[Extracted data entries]
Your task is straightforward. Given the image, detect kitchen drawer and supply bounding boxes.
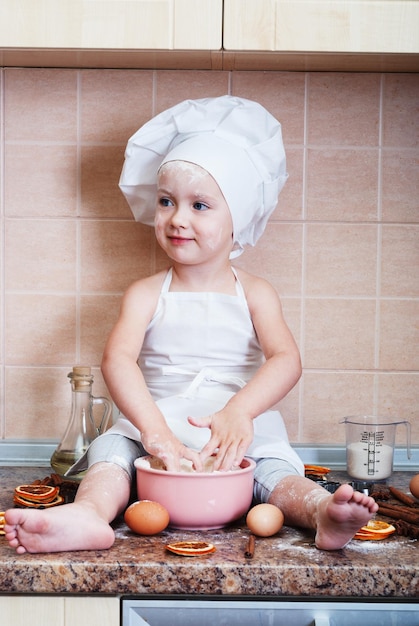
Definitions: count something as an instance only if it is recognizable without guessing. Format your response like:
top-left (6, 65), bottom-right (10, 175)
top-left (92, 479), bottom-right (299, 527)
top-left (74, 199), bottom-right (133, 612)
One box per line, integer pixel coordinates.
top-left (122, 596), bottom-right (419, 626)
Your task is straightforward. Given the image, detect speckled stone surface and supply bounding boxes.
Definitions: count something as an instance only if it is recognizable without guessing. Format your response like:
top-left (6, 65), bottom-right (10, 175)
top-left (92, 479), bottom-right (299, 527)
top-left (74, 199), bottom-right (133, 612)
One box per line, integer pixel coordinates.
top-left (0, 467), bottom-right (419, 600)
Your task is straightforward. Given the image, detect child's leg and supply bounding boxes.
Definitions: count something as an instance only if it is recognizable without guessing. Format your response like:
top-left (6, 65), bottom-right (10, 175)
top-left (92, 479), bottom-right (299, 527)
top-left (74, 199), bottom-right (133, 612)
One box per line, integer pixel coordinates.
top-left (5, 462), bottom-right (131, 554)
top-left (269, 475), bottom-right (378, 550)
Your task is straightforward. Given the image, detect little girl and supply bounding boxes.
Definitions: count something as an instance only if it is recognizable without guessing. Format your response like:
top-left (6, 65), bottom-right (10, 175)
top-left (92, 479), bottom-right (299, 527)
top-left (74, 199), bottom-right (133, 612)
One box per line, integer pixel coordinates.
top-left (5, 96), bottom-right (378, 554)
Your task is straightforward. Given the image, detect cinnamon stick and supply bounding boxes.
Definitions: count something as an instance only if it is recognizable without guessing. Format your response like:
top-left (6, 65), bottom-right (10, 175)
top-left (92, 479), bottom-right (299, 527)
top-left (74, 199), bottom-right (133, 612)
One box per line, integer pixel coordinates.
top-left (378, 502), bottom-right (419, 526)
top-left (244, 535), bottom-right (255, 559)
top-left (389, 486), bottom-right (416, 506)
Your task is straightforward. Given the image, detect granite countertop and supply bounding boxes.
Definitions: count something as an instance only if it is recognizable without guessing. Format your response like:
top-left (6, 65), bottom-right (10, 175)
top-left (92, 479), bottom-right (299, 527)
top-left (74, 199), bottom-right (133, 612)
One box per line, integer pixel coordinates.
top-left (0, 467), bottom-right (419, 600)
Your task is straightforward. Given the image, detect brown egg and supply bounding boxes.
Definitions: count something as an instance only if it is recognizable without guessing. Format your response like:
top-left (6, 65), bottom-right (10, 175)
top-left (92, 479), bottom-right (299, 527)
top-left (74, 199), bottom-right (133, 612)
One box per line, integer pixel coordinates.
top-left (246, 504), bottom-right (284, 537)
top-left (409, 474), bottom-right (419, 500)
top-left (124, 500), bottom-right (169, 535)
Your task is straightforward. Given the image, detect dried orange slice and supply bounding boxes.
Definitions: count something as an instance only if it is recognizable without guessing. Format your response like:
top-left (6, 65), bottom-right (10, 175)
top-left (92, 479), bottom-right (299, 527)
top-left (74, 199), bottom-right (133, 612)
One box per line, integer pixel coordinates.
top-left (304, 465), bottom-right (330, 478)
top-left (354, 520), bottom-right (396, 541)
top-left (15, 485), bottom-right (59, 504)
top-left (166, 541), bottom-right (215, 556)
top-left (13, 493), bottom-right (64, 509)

---

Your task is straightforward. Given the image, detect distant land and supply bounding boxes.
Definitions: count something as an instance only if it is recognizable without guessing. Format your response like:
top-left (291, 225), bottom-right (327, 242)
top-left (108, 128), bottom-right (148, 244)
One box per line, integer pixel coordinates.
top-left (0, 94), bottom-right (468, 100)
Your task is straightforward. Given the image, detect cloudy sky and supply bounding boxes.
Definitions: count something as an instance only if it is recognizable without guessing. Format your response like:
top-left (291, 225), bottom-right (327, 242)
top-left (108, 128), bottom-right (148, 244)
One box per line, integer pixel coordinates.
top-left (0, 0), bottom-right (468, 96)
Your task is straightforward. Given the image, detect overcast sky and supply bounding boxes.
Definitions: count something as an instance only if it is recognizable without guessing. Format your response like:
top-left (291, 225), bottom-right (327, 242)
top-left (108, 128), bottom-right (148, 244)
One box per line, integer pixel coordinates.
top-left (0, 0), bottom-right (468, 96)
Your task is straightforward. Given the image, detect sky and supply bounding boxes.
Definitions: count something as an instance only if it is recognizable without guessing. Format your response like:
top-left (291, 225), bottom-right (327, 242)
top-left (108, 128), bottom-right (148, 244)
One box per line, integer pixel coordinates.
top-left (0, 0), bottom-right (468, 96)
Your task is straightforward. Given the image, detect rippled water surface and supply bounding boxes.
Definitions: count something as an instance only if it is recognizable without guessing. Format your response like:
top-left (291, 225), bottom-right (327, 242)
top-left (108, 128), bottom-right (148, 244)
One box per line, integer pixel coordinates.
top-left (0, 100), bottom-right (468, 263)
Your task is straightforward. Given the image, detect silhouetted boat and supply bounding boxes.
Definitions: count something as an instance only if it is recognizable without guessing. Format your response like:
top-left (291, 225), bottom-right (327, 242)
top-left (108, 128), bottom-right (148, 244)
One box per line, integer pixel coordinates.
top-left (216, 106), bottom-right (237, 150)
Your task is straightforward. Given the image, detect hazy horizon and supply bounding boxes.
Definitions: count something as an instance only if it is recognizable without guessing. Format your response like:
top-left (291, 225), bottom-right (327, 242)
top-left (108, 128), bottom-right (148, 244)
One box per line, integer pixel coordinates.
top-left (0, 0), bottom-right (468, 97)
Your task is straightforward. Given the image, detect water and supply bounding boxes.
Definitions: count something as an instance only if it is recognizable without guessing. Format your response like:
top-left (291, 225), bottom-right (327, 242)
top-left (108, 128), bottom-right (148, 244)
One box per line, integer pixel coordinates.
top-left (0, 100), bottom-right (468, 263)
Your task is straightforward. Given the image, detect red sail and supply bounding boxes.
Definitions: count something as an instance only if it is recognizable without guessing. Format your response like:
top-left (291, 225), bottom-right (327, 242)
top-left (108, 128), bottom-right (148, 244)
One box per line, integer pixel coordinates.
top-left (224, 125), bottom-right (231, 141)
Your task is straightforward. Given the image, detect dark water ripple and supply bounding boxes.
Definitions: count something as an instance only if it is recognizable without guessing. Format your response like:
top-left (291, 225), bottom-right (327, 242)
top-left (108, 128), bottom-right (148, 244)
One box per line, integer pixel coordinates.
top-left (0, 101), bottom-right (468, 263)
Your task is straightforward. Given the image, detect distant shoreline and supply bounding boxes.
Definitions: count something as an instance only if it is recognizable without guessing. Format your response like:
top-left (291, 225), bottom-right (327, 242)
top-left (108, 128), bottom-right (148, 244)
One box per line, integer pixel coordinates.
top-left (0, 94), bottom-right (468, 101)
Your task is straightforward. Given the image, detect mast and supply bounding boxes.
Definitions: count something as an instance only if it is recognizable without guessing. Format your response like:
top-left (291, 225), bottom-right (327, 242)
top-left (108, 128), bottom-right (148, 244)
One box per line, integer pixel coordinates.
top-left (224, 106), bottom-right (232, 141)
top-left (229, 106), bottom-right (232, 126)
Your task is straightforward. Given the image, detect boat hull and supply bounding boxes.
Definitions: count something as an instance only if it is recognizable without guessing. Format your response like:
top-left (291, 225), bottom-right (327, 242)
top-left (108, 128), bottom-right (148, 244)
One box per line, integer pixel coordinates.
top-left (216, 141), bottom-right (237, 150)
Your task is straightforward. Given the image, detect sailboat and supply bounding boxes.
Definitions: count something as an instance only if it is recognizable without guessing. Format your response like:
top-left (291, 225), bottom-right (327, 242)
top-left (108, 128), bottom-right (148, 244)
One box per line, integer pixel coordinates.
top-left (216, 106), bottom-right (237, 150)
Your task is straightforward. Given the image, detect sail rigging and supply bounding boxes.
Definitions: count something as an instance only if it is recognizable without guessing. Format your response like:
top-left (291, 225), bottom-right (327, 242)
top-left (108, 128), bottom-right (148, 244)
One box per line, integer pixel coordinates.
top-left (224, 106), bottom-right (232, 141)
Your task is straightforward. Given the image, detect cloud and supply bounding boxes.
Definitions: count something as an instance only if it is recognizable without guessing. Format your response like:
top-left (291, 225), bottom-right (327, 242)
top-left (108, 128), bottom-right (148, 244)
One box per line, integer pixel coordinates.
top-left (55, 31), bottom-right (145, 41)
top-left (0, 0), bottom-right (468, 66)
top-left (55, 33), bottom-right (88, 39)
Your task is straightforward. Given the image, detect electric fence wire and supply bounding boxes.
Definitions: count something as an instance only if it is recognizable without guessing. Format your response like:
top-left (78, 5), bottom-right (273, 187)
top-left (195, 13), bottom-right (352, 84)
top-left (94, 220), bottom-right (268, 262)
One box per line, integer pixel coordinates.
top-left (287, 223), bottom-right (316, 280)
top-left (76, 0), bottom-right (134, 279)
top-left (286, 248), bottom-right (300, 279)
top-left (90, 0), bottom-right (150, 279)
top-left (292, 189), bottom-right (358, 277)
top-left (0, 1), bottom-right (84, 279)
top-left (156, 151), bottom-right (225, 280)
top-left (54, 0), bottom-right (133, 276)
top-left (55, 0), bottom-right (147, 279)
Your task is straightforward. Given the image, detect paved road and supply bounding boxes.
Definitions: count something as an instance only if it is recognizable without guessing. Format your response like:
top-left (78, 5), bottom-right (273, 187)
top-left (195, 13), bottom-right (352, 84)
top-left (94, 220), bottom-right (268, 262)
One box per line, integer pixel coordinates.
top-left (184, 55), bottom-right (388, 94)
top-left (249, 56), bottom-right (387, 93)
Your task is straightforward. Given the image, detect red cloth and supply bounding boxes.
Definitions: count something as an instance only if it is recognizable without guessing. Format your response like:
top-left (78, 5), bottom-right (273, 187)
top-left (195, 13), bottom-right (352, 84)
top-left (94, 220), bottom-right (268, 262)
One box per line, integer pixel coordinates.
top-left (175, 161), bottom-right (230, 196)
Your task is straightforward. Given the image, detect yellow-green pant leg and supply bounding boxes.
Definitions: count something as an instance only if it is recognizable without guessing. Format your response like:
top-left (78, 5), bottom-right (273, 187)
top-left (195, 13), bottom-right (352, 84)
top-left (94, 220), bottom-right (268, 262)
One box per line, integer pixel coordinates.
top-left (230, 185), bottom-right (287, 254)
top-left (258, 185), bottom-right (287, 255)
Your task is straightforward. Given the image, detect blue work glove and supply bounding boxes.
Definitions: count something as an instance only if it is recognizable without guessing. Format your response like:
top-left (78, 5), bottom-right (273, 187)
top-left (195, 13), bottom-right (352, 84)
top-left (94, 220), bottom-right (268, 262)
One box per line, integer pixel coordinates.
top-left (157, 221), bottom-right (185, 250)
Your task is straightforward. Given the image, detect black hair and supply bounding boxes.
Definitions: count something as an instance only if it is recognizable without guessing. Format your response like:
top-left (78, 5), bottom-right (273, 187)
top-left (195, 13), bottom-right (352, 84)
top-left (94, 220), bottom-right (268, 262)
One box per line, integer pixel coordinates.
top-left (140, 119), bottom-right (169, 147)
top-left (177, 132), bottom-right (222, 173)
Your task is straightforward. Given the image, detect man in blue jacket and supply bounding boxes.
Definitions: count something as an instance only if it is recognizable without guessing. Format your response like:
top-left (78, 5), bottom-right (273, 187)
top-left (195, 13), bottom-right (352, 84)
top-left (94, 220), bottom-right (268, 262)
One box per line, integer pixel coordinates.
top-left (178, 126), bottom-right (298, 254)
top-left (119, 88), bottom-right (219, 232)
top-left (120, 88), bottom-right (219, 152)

---

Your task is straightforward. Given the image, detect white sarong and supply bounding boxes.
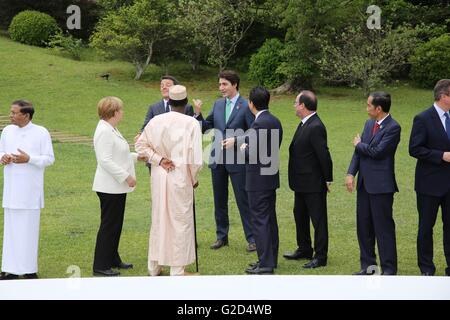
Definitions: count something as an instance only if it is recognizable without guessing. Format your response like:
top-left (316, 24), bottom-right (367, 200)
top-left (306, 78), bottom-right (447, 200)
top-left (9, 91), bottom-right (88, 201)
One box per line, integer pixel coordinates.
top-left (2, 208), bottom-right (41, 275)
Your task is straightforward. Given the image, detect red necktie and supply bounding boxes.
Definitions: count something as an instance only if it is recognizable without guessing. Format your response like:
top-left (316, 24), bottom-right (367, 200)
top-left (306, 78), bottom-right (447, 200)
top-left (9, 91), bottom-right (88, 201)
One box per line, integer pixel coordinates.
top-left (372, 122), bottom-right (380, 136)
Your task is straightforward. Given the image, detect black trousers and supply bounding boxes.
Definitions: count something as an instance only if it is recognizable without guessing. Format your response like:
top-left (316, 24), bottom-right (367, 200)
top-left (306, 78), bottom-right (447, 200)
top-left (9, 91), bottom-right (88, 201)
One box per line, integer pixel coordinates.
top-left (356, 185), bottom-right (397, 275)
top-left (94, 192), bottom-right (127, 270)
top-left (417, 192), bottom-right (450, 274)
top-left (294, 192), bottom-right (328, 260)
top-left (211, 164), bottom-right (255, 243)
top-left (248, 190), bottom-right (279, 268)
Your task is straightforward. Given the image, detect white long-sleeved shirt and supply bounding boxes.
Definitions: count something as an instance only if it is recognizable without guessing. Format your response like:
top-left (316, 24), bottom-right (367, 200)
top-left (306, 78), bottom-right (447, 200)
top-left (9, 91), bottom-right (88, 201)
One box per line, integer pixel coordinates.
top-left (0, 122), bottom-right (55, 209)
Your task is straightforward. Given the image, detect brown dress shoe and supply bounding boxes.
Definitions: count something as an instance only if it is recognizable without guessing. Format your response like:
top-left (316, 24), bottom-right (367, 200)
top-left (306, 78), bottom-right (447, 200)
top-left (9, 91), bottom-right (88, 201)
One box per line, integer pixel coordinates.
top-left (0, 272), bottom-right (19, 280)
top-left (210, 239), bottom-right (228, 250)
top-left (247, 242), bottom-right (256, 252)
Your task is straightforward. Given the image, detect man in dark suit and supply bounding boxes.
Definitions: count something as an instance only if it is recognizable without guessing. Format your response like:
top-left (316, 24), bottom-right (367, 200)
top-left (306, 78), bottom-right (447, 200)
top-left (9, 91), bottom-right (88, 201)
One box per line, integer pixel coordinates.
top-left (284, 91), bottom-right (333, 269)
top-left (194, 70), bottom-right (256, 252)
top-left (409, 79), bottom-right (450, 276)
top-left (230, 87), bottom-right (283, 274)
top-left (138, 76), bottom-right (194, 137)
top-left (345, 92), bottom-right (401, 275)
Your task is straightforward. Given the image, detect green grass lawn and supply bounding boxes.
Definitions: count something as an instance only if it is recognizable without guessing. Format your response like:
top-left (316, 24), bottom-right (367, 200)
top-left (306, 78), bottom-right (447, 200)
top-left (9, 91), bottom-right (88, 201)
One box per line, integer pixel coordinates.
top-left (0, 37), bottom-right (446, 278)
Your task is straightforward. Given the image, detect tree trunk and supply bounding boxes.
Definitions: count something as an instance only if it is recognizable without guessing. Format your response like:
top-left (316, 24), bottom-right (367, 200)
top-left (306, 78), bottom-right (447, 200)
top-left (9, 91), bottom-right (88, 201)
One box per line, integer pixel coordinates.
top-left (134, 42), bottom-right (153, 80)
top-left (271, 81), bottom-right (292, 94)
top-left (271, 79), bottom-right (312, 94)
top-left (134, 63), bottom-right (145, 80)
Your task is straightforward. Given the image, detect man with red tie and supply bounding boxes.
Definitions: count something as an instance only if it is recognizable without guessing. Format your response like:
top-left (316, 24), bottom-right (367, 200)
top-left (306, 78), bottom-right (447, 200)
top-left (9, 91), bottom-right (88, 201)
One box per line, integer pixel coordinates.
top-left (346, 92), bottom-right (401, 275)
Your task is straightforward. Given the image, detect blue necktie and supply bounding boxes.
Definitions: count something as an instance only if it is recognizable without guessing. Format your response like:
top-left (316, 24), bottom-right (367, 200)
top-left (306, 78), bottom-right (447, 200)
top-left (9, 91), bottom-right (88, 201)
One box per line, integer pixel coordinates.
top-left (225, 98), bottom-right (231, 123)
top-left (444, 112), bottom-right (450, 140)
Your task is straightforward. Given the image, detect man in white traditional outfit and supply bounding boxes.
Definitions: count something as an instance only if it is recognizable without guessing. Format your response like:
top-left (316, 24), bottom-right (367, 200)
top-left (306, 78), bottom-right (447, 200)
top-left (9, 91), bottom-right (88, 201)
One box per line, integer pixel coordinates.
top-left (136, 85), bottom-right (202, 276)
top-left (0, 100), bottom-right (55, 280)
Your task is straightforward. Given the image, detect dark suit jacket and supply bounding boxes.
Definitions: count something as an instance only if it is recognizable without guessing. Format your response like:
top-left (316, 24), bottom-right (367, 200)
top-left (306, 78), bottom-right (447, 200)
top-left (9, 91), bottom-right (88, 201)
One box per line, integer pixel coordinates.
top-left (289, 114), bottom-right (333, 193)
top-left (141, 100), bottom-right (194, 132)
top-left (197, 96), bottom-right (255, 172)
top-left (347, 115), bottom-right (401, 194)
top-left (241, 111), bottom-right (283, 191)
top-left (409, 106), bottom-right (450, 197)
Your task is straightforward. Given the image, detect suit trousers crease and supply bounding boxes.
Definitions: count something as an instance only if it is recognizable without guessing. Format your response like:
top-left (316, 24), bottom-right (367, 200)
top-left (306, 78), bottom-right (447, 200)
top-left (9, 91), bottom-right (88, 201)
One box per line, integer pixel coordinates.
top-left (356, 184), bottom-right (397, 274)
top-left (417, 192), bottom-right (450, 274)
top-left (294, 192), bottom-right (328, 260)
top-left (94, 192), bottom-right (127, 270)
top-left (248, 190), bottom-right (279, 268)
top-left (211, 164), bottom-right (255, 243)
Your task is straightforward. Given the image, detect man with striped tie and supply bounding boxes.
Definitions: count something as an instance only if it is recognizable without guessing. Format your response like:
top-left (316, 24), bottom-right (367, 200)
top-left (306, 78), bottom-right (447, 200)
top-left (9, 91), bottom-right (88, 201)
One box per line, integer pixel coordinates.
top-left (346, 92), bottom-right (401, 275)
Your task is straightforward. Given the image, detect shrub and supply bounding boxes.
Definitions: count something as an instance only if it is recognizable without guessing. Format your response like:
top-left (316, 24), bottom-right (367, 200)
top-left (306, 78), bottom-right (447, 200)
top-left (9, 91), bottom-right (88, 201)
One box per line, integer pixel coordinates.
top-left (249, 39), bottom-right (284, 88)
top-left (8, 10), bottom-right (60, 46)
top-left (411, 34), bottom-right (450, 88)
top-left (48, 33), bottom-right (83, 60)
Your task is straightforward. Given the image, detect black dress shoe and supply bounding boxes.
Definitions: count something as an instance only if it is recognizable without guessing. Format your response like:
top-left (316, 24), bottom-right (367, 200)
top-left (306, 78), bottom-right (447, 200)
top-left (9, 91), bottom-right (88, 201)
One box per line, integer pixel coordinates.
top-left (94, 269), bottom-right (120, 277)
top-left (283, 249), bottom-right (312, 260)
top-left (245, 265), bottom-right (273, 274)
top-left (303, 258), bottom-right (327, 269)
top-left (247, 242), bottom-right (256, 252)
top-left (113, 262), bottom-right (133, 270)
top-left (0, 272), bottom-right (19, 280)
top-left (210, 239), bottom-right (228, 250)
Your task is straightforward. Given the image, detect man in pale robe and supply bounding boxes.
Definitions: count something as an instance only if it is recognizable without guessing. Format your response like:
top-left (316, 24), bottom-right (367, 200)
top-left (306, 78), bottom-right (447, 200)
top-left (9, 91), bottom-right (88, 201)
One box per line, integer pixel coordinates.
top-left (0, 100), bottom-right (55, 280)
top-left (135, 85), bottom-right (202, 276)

▸ Work to be completed:
Which rows above contain the word "water"? Gather and copy each of them, matching upper and lower case exactly.

▸ Expected answer:
Your task is straightforward. Given the image, detect rippled water surface and supply bounding boxes.
Your task is straightforward. Given the image, detect water and supply bounding boxes.
Your task is straightforward. Given the image, detect dark water ripple and supply bounding boxes.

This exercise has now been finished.